• Problem details: Can you reproduce the whole listing below, requests included, adding -122 to every bounding-box coordinate in the answers? Leave the pictures out.

*****

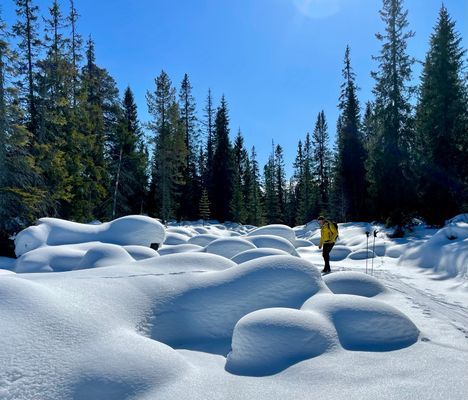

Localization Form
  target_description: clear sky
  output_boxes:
[2,0,468,173]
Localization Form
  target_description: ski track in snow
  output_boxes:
[375,271,468,346]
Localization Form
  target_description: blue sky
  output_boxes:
[2,0,468,173]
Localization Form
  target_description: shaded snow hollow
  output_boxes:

*****

• Final answer:
Localization Form
  target_description: clear sky
  output_boxes:
[-120,-122,346,51]
Localization Form
  target_description: ski track in snow
  output_boxes:
[253,149,346,224]
Localization Form
  target_description: blue sky
  output_boxes:
[-120,-122,346,51]
Localization Form
  target_description: shaded snow hollow
  output_boxes:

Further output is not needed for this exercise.